_Aangeleverde tekst:_

= = = = = = =

Dialoog of boedelscheiding tussen religie en wetenschap in de klas?
Spreken over de schepping kan vandaag niet zonder ook te spreken over de relatie tussen geloof en wetenschap. Vanuit theologisch perspectief wordt dialoog tussen geloof en wetenschap vaak als de optimale vorm voor die relatie gezien. Argumenten daarvoor zijn bijvoorbeeld dat deze dialoog gelovigen helpt om tot nieuwe inzichten te komen over de relatie tussen God, mens en wereld, dat deze dialoog ons in staat stelt om tot een coherent wereldbeeld te komen, enz. Maar in een onderwijsconcept blijkt een boedelscheiding tussen geloof en wetenschap vaak beter te werken, omdat pogingen tot dialoog kunnen uitdraaien op onbedoeld conflict. Zonder de ambitie te hebben concrete oplossingen hiervoor te kunnen bieden, wil ik twee uitdagingen opnemen: (1) begrijpen hoe het komt dat goed bedoelde inspanningen om tot dialoog te komen toch tot conflict leiden en (2) de theologische vruchtbaarheid van andere modellen voor de relatie tussen wetenschap en religie dan dialoog, met name boedelscheiding, herbekijken.

= = = = = = =

_Geëxtraheerde gegevens:_
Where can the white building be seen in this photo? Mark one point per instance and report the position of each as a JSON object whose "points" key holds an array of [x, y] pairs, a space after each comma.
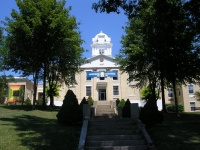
{"points": [[101, 78]]}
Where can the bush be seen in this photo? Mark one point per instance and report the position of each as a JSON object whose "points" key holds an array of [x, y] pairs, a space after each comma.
{"points": [[39, 102], [126, 111], [121, 103], [70, 112], [149, 113], [90, 100], [172, 108], [84, 101], [27, 101]]}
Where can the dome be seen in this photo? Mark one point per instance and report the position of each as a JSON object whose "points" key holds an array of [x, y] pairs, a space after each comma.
{"points": [[101, 38]]}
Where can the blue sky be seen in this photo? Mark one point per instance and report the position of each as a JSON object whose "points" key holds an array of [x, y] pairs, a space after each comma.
{"points": [[91, 23]]}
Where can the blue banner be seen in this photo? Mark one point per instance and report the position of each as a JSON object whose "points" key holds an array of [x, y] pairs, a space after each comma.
{"points": [[91, 74]]}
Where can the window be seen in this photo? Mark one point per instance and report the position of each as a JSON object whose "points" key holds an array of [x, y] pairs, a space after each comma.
{"points": [[16, 93], [115, 78], [115, 90], [101, 51], [192, 106], [170, 93], [88, 77], [88, 90], [191, 89]]}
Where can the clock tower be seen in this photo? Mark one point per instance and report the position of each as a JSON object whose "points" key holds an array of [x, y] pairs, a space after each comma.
{"points": [[101, 45]]}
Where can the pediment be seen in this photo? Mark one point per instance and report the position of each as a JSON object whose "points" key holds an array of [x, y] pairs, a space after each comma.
{"points": [[100, 61]]}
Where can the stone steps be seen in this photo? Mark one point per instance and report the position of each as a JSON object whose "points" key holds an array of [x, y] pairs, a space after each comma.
{"points": [[114, 134], [105, 110]]}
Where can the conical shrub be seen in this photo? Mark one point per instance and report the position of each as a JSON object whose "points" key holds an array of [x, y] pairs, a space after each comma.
{"points": [[70, 112], [126, 110], [90, 100], [84, 101]]}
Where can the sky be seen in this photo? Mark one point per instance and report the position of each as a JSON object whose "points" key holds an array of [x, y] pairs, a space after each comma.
{"points": [[91, 23]]}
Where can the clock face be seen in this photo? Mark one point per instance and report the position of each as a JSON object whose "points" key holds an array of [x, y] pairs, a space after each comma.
{"points": [[101, 59]]}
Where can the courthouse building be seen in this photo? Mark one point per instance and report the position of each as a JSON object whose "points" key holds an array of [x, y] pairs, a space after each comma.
{"points": [[100, 77]]}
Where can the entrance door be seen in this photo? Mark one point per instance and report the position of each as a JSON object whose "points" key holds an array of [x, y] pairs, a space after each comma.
{"points": [[102, 94]]}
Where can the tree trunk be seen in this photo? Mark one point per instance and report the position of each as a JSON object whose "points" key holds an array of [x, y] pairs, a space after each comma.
{"points": [[163, 95], [44, 87], [175, 98], [35, 89]]}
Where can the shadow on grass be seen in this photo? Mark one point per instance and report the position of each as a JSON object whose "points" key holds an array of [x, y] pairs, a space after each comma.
{"points": [[29, 107], [177, 132], [44, 134]]}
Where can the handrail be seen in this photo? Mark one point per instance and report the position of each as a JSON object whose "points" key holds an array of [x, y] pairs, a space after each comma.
{"points": [[83, 135]]}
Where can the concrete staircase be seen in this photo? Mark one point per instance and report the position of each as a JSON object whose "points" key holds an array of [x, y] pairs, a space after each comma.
{"points": [[114, 134], [105, 111]]}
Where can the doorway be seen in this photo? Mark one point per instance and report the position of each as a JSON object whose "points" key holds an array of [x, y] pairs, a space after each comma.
{"points": [[102, 94]]}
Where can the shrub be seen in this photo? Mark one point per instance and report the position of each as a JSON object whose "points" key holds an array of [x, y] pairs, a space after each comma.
{"points": [[90, 100], [69, 112], [83, 101], [27, 101], [121, 103], [126, 111], [149, 113], [117, 102], [39, 102], [172, 108]]}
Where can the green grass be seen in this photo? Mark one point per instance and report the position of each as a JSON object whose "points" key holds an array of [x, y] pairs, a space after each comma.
{"points": [[22, 128], [177, 133]]}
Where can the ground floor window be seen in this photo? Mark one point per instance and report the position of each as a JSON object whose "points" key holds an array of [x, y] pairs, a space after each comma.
{"points": [[191, 89], [88, 90], [192, 106], [115, 90]]}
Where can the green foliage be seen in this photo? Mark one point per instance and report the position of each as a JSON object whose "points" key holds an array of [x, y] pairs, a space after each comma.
{"points": [[117, 102], [70, 112], [39, 102], [121, 103], [90, 100], [53, 89], [172, 108], [44, 39], [146, 93], [126, 110], [27, 101]]}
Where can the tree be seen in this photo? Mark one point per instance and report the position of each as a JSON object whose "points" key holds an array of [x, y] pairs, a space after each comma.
{"points": [[158, 47], [53, 92], [197, 95], [44, 39], [70, 112]]}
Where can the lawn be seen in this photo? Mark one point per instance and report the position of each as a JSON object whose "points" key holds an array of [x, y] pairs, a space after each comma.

= = = = = = =

_Op te lossen:_
1 – Kloppen de volgende uitspraken met de tekst over geloof en wetenschap? Antwoord per uitspraak met ja of nee en citeer de woorden uit de tekst die de doorslag geven.
(a) Vanuit theologisch perspectief wordt dialoog vaak als de beste vorm voor de relatie tussen geloof en wetenschap gezien.
(b) De tekst belooft concrete oplossingen te bieden.
(c) In een onderwijsconcept werkt een boedelscheiding tussen geloof en wetenschap vaak beter.
2 – Herhaal uit de vermeldingen de regels vanaf de regel met "Where can the tree be" tot en met het einde van de vermeldingen, beide grenzen inbegrepen.

_Oplossingen per opdracht:_
1 –
(a) Ja: "Vanuit theologisch perspectief wordt dialoog tussen geloof en wetenschap vaak als de optimale vorm voor die relatie gezien."
(b) Nee: "Zonder de ambitie te hebben concrete oplossingen hiervoor te kunnen bieden"
(c) Ja: "Maar in een onderwijsconcept blijkt een boedelscheiding tussen geloof en wetenschap vaak beter te werken"

2 –
Where can the tree be seen in this photo? Mark one point per instance and report the position of each as a JSON object whose "points" key holds an array of [x, y] pairs, a space after each comma.
{"points": [[158, 47], [53, 92], [197, 95], [44, 39], [70, 112]]}
Where can the lawn be seen in this photo? Mark one point per instance and report the position of each as a JSON object whose "points" key holds an array of [x, y] pairs, a space after each comma.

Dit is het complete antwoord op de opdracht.